Page extract:
::::::::::

As described in Proposal III above, in accordance with the requirements of Section 14A of the Exchange Act and the related rules of the SEC, shareholders have the opportunity to cast an advisory vote to approve the compensation of the Company’s named executive officers (a so-called “say-on-pay proposal”). Proposal IV affords shareholders the opportunity to cast an advisory vote on how often the Company should include a say-on-pay proposal in the proxy materials for future annual shareholder meetings or any special shareholder meeting for which the Company must include executive compensation information in the proxy statement for that meeting (a so-called “say-on-pay frequency proposal”). Under this proposal, shareholders may vote to have the say-on-pay vote every year, every two years, or every three years.

 

Shareholders voted on a similar proposal at the annual meeting of shareholders held in 2018 with the most votes cast to hold the say-on-pay vote every year. After consideration, the Board of Directors recommends that future shareholder say-on-pay votes be conducted every three years. While the Board values constructive input from shareholders regarding the Company’s compensation philosophy, policies and practices, and believes it is important that such policies and practices are aligned with the best interests of shareholders, the Board believes that having a say-on-pay vote every three years will provide the Board and Compensation Committee with sufficient input from the Company’s shareholders. The Company’s shareholders have approved the compensation of the Company’s Named Executive Officers at each of the last five annual meetings. Therefore, the Board does not believe that a say-on-pay vote held more frequently than every three years is necessary or meaningful.

 

As an advisory vote, this proposal is not binding on the Company, the Board of Directors, or the Compensation Committee. The Compensation Committee and the Board, however, value the opinions expressed by shareholders in their votes on this proposal and will consider the outcome of the vote when making future decisions regarding the frequency of conducting a say-on-pay vote.

 

It is expected that the next vote on a say-on-pay frequency proposal will occur at the 2027 annual meeting of shareholders.

 

Shareholders may cast their advisory vote to conduct advisory votes on executive compensation every “1 Year,” “2 Years,” or “3 Years,” or “Abstain.”

 

Required Vote and Recommendation of the Board of Directors

 

A plurality of the votes cast will determine the shareholders’ preferred frequency for holding an advisory vote on executive compensation. This means that the option for holding an advisory vote every one year, two years, or three years receiving the greatest number of votes will be considered the preferred frequency of the shareholders. All proxies will be voted for the three-year frequency unless a shareholder specifies to the contrary on such shareholder’s proxy card.

 

THE COMPANY’S BOARD OF DIRECTORS UNANIMOUSLY RECOMMENDS THAT SHAREHOLDERS VOTE FOR THE THREE-YEAR FREQUENCY ALTERNATIVE.

::::::::::

Problems and tasks:
(1) Decide whether each statement agrees with the say-on-pay passage. Answer yes or no for each, quoting the words of the passage that settle it. (a) At the 2018 annual meeting, the most votes favored holding the say-on-pay vote every three years. (b) The proposal is not binding on the Compensation Committee. (c) A proxy with no contrary instruction will be voted for the three-year frequency.
(2) According to the say-on-pay passage, at which annual meeting is the next vote on a say-on-pay frequency proposal expected to occur?
(3) Pull out the say-on-pay passage word for word from "Shareholders may cast" up to and including "shareholder’s proxy card.".

Data segment:
::::::::::

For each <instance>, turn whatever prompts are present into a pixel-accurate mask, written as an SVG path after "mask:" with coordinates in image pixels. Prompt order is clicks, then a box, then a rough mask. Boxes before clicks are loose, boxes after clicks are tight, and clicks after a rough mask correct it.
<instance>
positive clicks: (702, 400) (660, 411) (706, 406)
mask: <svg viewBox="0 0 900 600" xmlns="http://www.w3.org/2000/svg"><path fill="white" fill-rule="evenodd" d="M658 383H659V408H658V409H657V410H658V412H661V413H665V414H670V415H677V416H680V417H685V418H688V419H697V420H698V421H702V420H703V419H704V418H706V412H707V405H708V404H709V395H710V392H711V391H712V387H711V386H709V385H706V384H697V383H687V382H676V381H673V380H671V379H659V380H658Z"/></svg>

::::::::::

Solutions per task:
(1)
(a) No: "with the most votes cast to hold the say-on-pay vote every year."
(b) Yes: "this proposal is not binding on the Company, the Board of Directors, or the Compensation Committee."
(c) Yes: "All proxies will be voted for the three-year frequency unless a shareholder specifies to the contrary on such shareholder’s proxy card."

(2) The 2027 annual meeting of shareholders.

(3)
Shareholders may cast their advisory vote to conduct advisory votes on executive compensation every “1 Year,” “2 Years,” or “3 Years,” or “Abstain.”

 

Required Vote and Recommendation of the Board of Directors

 

A plurality of the votes cast will determine the shareholders’ preferred frequency for holding an advisory vote on executive compensation. This means that the option for holding an advisory vote every one year, two years, or three years receiving the greatest number of votes will be considered the preferred frequency of the shareholders. All proxies will be voted for the three-year frequency unless a shareholder specifies to the contrary on such shareholder’s proxy card.